**ZIELE**
a - Seit welchem Jahr wird die Talkshow „Schalthoff live“ laut dem Artikel über das Jugendheim Haasenburg ausgestrahlt?
b - Fassen Sie den Artikel über das Jugendheim Haasenburg in zwei Sätzen zusammen.

**AUSZUG**
# taz.de -- HAASENBURG: Schweigen um die Dressuranstalt
       
       > Hamburger Senat verweigert Diskussion über das umstrittene Jugendheim. In
       > der SPD mehren sich Forderungen, die verwahrten Jugendlichen
       > „rauszuholen“.
       
 (IMG) Bild: Fragwürdige Unterbringung für schwierige Kinder: eines der Erziehungsheime der Haasenburg.
       
       HAMBURG taz | Er habe ja schon viel erlebt in 17 Jahren als
       Fernseh-Moderator, sagt Herbert Schalthoff, „aber das noch nicht“. Der
       Hamburger Senat weigerte sich am Dienstag, im Polit-Talk „Schalthoff live“
       im Lokalsender Hamburg 1 über das umstrittene Jugendheim Haasenburg zu
       diskutieren. Weder Sozialsenator Detlef Scheele noch sein Staatsrat Jan
       Pörksen (beide SPD) seien bereit, mit dem Anwalt Rudolf von Bracken zu
       debattieren. Der vertritt mehrere Jugendliche, die über Misshandlungen in
       dem Heim in Brandenburg klagen (taz berichtete mehrfach).
       
       Auch der Anwalt der Haasenburg GmbH, Christian Bernzen, lehnte seine
       Teilnahme an der seit 1995 ausgestrahlten Talkshow ab, die in Hamburgs
       Politkreisen seit Langem zum Pflichttermin am Dienstagabend gehört. Der
       50-jährige Bernzen gilt als bundesweit renommierter Experte für
       Jugendrecht. Zugleich ist er als Landesschatzmeister der Hamburger SPD
       Mitglied im Landesvorstand um Parteichef und Bürgermeister Olaf Scholz.
       2004 war er Schatten-Sozialsenator im Team des damaligen
       SPD-Bürgermeisterkandidaten Thomas Mirow.

(Einträge zur Ortsbestimmung)
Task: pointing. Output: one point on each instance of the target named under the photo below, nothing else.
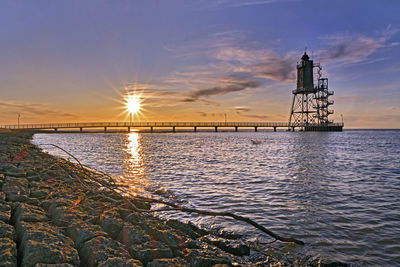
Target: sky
(74, 61)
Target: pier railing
(80, 125)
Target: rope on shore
(223, 214)
(112, 186)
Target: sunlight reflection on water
(338, 192)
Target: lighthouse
(310, 108)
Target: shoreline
(51, 215)
(56, 213)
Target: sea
(339, 192)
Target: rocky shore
(51, 216)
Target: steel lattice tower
(310, 105)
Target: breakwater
(52, 212)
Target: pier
(105, 126)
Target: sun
(132, 103)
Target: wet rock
(100, 249)
(53, 265)
(199, 258)
(140, 204)
(42, 243)
(234, 247)
(5, 212)
(81, 233)
(130, 216)
(169, 239)
(2, 195)
(29, 213)
(118, 262)
(178, 262)
(1, 179)
(130, 235)
(111, 224)
(8, 253)
(6, 230)
(149, 251)
(15, 172)
(62, 212)
(188, 228)
(16, 189)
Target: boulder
(187, 228)
(5, 212)
(2, 195)
(234, 247)
(100, 249)
(1, 179)
(6, 230)
(8, 252)
(16, 189)
(149, 251)
(111, 223)
(199, 258)
(177, 262)
(63, 212)
(130, 235)
(42, 243)
(80, 233)
(14, 172)
(120, 262)
(54, 265)
(29, 213)
(171, 240)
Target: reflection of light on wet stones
(16, 189)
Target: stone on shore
(16, 189)
(6, 230)
(42, 243)
(80, 233)
(100, 249)
(177, 262)
(149, 251)
(8, 252)
(5, 212)
(118, 262)
(29, 213)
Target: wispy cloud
(244, 109)
(347, 48)
(233, 83)
(236, 64)
(33, 109)
(242, 3)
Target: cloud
(229, 84)
(354, 48)
(242, 109)
(259, 117)
(242, 3)
(33, 109)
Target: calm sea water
(339, 192)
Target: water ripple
(339, 192)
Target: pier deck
(175, 125)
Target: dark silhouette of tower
(310, 105)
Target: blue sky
(196, 60)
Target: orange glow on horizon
(133, 104)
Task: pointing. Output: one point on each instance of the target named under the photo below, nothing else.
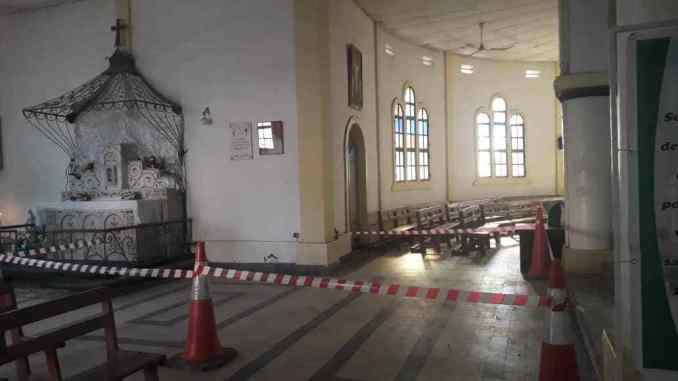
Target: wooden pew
(429, 217)
(8, 303)
(397, 220)
(119, 363)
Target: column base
(617, 363)
(580, 261)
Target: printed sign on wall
(241, 141)
(657, 136)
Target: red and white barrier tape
(55, 248)
(427, 232)
(438, 231)
(430, 293)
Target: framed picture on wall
(355, 77)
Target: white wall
(587, 32)
(534, 98)
(406, 67)
(236, 57)
(44, 54)
(630, 12)
(350, 25)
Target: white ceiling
(448, 25)
(14, 6)
(532, 25)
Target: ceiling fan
(481, 47)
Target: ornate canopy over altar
(125, 146)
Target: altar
(124, 177)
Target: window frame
(421, 137)
(411, 144)
(397, 112)
(411, 165)
(478, 150)
(508, 138)
(522, 151)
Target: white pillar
(583, 90)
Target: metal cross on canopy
(118, 28)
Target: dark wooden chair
(119, 363)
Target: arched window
(499, 137)
(496, 158)
(517, 145)
(410, 135)
(412, 159)
(484, 145)
(399, 141)
(422, 142)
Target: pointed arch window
(411, 128)
(399, 141)
(410, 135)
(517, 124)
(422, 145)
(500, 142)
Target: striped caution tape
(375, 288)
(438, 232)
(79, 244)
(54, 249)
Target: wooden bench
(429, 217)
(8, 303)
(397, 220)
(119, 363)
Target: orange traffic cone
(203, 350)
(555, 288)
(558, 355)
(540, 261)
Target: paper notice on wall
(666, 173)
(241, 141)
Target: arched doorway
(356, 178)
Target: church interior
(340, 190)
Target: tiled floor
(290, 334)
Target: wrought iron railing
(142, 243)
(17, 237)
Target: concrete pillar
(587, 163)
(583, 90)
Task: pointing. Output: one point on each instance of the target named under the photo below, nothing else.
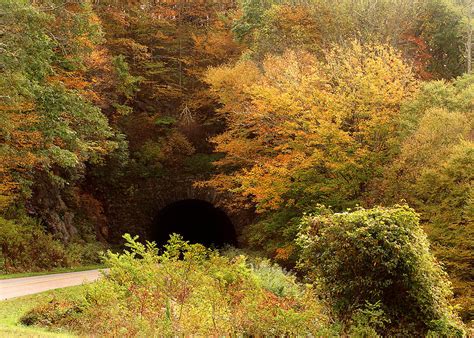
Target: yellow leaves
(300, 115)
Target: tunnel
(197, 221)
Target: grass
(58, 270)
(13, 309)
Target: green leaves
(378, 255)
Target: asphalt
(16, 287)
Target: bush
(25, 246)
(378, 256)
(188, 290)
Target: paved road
(16, 287)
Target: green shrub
(188, 290)
(25, 246)
(377, 256)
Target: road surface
(16, 287)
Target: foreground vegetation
(368, 272)
(107, 107)
(12, 310)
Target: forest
(242, 167)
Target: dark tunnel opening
(197, 221)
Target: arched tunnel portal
(198, 221)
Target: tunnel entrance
(197, 221)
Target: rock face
(52, 209)
(136, 211)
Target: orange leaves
(302, 118)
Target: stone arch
(188, 198)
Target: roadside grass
(49, 272)
(13, 309)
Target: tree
(302, 130)
(51, 128)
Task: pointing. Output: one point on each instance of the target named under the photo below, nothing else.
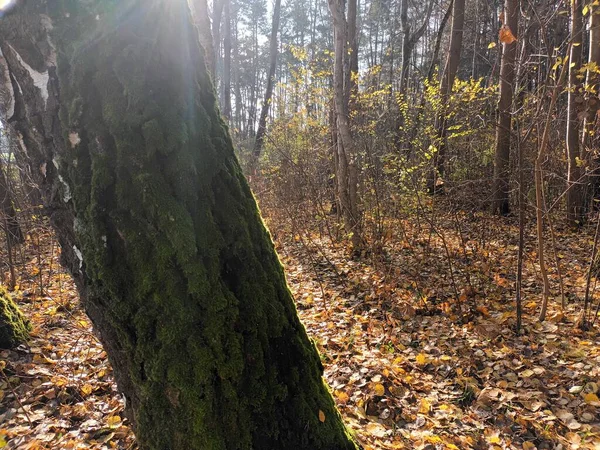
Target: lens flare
(5, 5)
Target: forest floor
(418, 344)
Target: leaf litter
(412, 361)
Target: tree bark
(446, 84)
(226, 80)
(574, 196)
(10, 220)
(202, 20)
(274, 50)
(160, 230)
(346, 176)
(589, 138)
(500, 202)
(410, 40)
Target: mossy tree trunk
(14, 327)
(160, 230)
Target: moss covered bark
(175, 266)
(14, 327)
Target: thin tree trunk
(11, 222)
(161, 232)
(274, 50)
(446, 84)
(202, 20)
(590, 138)
(345, 145)
(226, 80)
(574, 196)
(539, 194)
(500, 201)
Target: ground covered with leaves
(418, 343)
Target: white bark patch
(79, 255)
(22, 145)
(66, 189)
(74, 139)
(40, 79)
(6, 89)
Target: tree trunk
(14, 327)
(345, 152)
(590, 138)
(446, 84)
(574, 197)
(202, 20)
(501, 205)
(226, 80)
(9, 214)
(161, 232)
(262, 121)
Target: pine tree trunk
(592, 106)
(446, 84)
(161, 232)
(10, 221)
(262, 121)
(202, 20)
(500, 200)
(346, 171)
(226, 79)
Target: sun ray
(5, 5)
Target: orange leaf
(321, 416)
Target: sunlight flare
(5, 5)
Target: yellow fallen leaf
(494, 439)
(506, 36)
(321, 416)
(342, 396)
(114, 421)
(425, 406)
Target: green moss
(14, 327)
(175, 252)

**SCHRIFTLICHE ANTWORTEN**
a - Seit 1995.

b - Der Hamburger Senat lehnte es am Dienstag ab, in der Sendung „Schalthoff live“ auf Hamburg 1 mit dem Anwalt Rudolf von Bracken, der mehrere über Misshandlungen klagende Jugendliche vertritt, über das umstrittene Jugendheim Haasenburg zu diskutieren. Auch Christian Bernzen, Anwalt der Haasenburg GmbH und Landesschatzmeister der Hamburger SPD, sagte seine Teilnahme an der Sendung ab.